BEGIN Document extract

Strathtay Scottish was one of four new companies created through the reorganisation of the Scottish Bus Group (SBG) in preparation for the deregulation of the bus industry on 26 October 1986, which ultimately saw the break-up of the SBG. Strathtay inherited the eastern operations of W. Alexander & Sons (Midland) based in Perth, Crieff and Pitlochry, as well as the southern operations of W. Alexander (Northern) in Dundee, Forfar, Arbroath, Blairgowrie and Montrose. A bright blue and orange livery was adopted for the fleet, which was controlled from Dundee.

The company had a turbulent infancy, facing very heavy competition from Perth-based operator Stagecoach, who engaged in a bus war with Strathtay Scottish between 1989 and 1991. After managing director Neil Renilson had resigned from Strathtay Scottish to join Stagecoach ahead of the company's commencement of Perth services on 19 June 1989, Strathtay Scottish purchased a number of ex-London Transport AEC Routemaster buses to compete with Stagecoach, which also used a number of the same vehicle type on city services in Perth. A new Perth City Transport brand was created by Strathtay Scottish to compete with Stagecoach, with buses painted in a red and white livery. As Stagecoach grew nationally, it became financially stronger and had ready access to vehicles from the larger companies in England it had purchased; Strathtay Scottish, meanwhile, was ultimately unable to sustain the level of intense competition that ensued.

END Document extract
BEGIN Record excerpts

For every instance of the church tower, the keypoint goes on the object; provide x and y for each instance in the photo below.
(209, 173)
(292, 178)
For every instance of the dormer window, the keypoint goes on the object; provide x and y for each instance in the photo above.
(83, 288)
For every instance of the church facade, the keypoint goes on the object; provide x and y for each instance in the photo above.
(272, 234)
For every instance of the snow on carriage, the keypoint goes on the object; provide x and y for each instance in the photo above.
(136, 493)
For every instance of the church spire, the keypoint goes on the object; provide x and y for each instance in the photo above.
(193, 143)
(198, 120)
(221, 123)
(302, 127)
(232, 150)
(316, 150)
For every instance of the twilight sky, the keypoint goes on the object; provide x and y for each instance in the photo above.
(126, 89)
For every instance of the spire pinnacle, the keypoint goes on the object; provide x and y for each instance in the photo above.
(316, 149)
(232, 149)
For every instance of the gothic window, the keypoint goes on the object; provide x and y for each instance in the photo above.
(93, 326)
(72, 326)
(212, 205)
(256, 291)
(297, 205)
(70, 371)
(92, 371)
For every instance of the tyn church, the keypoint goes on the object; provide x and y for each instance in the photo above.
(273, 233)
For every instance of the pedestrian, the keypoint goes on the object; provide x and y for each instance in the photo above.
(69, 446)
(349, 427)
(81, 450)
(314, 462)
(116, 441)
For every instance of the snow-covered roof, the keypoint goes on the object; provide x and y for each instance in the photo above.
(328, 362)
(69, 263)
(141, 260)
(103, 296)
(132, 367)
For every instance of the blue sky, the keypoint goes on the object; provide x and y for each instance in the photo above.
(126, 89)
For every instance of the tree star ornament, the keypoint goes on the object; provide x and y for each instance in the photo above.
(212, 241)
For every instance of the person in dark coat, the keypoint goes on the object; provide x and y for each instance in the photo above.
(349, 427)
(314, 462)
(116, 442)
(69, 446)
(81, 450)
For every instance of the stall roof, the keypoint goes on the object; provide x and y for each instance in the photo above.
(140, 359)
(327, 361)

END Record excerpts

Task list
1 - List the towns where, according to the Strathtay Scottish text, the company inherited operations from the two Alexander companies.
2 - From the Strathtay Scottish text, reproduce the passage starting at "Strathtay Scottish was" and ending at "controlled from Dundee.".
3 - Proceed with the Strathtay Scottish history, picking up after its final sentence.

Task-by-task outputs
1 - Perth, Crieff, Pitlochry, Dundee, Forfar, Arbroath, Blairgowrie, Montrose

2 -
Strathtay Scottish was one of four new companies created through the reorganisation of the Scottish Bus Group (SBG) in preparation for the deregulation of the bus industry on 26 October 1986, which ultimately saw the break-up of the SBG. Strathtay inherited the eastern operations of W. Alexander & Sons (Midland) based in Perth, Crieff and Pitlochry, as well as the southern operations of W. Alexander (Northern) in Dundee, Forfar, Arbroath, Blairgowrie and Montrose. A bright blue and orange livery was adopted for the fleet, which was controlled from Dundee.

3 -
Despite experiencing heavy and sustained competition on its Perth services, Strathtay Scottish managed to remain profitable prior to its privatisation from the Scottish Bus Group. Strathtay workers attempted to carry out a management buyout of the company from the SBG, however they were outbid by Barnsley-based Yorkshire Traction, which Strathtay Scottish was sold to in May 1991 for £1.9 million. As a subsidiary of the Traction Group, the company was renamed to Strathtay Buses, with the new owners establishing and maintaining a working relationship with Stagecoach around Perth, jointly operating the trunk service between Dundee and Perth with the national operator. The remainder of the operations remained largely unchanged from privatisation, however Crieff and Pitlochry depots closed during 1991 as a result of Stagecoach's prior competition, resulting in Strathtay withdrawing from the majority of services around both towns, followed by Strathtay closing its Perth depot in 1993, resulting in bus services in the city being entirely operated by Stagecoach.

On 14 December 2005, the Traction Group was purchased by Stagecoach for £26 million, resulting in Strathtay becoming a subsidiary of Stagecoach East Scotland. Buses were initially branded with modified Strathtay fleetnames on top of standard fleet livery, however the fleet was later rebranded to 'Stagecoach in Strathtay', using conventional Stagecoach fleetnames.